Saved entries:
================================
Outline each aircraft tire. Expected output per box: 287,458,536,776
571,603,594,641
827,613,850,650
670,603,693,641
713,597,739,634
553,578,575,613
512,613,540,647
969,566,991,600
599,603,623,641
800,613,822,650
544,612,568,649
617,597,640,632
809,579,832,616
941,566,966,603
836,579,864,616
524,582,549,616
================================
• _WORK TO BE COMPLETED_
Set down every one of the lines above again, word for word, keeping each line unchanged.

• _SOLUTION TO THE PROBLEM_
Outline each aircraft tire. Expected output per box: 287,458,536,776
571,603,594,641
827,613,850,650
670,603,693,641
713,597,739,634
553,578,575,613
512,613,540,647
969,566,991,600
599,603,623,641
800,613,822,650
544,612,568,649
617,597,640,632
809,579,832,616
941,566,966,603
836,579,864,616
524,582,549,616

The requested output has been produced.